§ **Work to be completed**: As you print the data below, keep every line exactly as it is and leave the images behind.

[[ Entries shown, beginning ]]

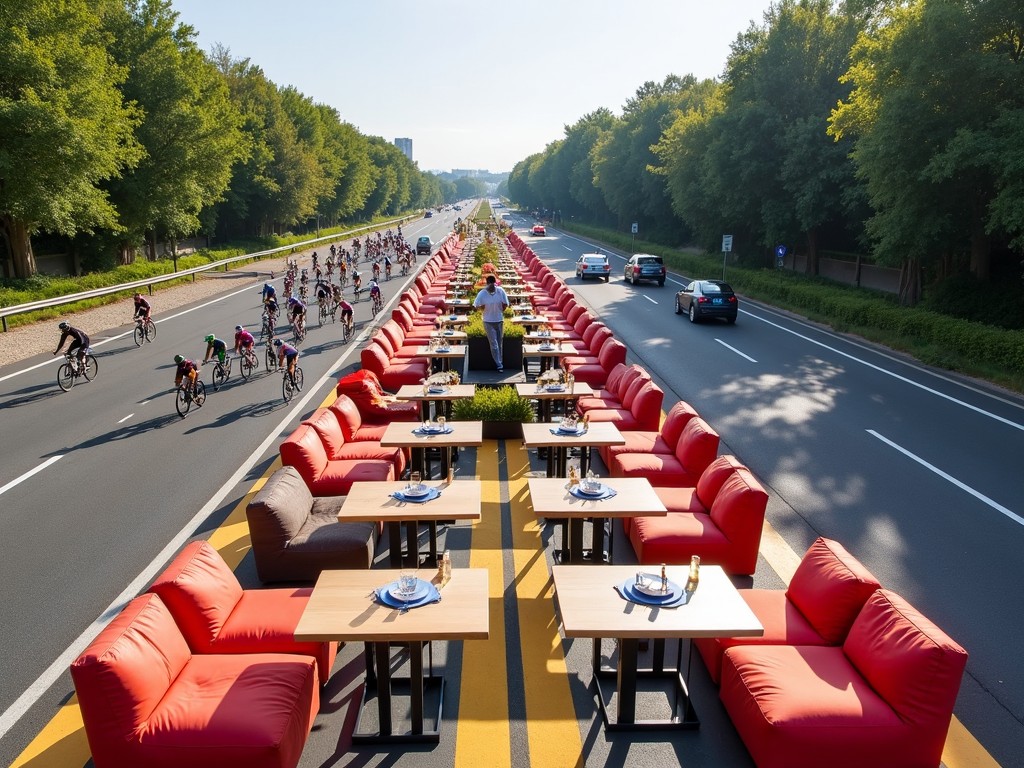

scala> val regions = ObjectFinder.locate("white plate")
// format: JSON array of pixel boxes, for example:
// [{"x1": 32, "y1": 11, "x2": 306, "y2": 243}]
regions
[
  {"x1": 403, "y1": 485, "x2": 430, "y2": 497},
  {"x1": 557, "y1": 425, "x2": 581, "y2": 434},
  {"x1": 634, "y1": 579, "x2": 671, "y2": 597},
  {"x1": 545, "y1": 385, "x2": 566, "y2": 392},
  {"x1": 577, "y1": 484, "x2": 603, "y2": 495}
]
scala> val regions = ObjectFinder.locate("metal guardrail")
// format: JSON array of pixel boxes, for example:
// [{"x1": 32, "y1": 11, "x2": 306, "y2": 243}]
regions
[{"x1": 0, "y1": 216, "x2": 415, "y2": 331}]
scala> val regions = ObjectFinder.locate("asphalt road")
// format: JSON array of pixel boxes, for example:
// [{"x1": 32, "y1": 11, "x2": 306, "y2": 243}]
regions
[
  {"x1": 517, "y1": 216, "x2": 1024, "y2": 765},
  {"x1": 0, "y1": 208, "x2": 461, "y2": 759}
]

[[ Entries shown, end ]]

§ **Answer area**:
scala> val regions = ObjectFinder.locate("white plate")
// format: JSON array of pixel boxes, for example:
// [{"x1": 32, "y1": 11, "x2": 306, "y2": 243}]
regions
[
  {"x1": 403, "y1": 485, "x2": 430, "y2": 497},
  {"x1": 557, "y1": 425, "x2": 581, "y2": 434},
  {"x1": 634, "y1": 579, "x2": 671, "y2": 597},
  {"x1": 545, "y1": 385, "x2": 566, "y2": 392},
  {"x1": 577, "y1": 484, "x2": 603, "y2": 495}
]
scala> val regions = ObjectFinder.locate("metal guardrail")
// format: JSON array of pixel boxes, for example:
// [{"x1": 32, "y1": 11, "x2": 306, "y2": 243}]
regions
[{"x1": 0, "y1": 216, "x2": 415, "y2": 331}]
scala> val regions = ObjectFinder.locate("asphalt road")
// format: JSON array of pixel boxes, for example:
// [{"x1": 32, "y1": 11, "x2": 306, "y2": 243}]
regions
[
  {"x1": 517, "y1": 216, "x2": 1024, "y2": 765},
  {"x1": 0, "y1": 208, "x2": 461, "y2": 759}
]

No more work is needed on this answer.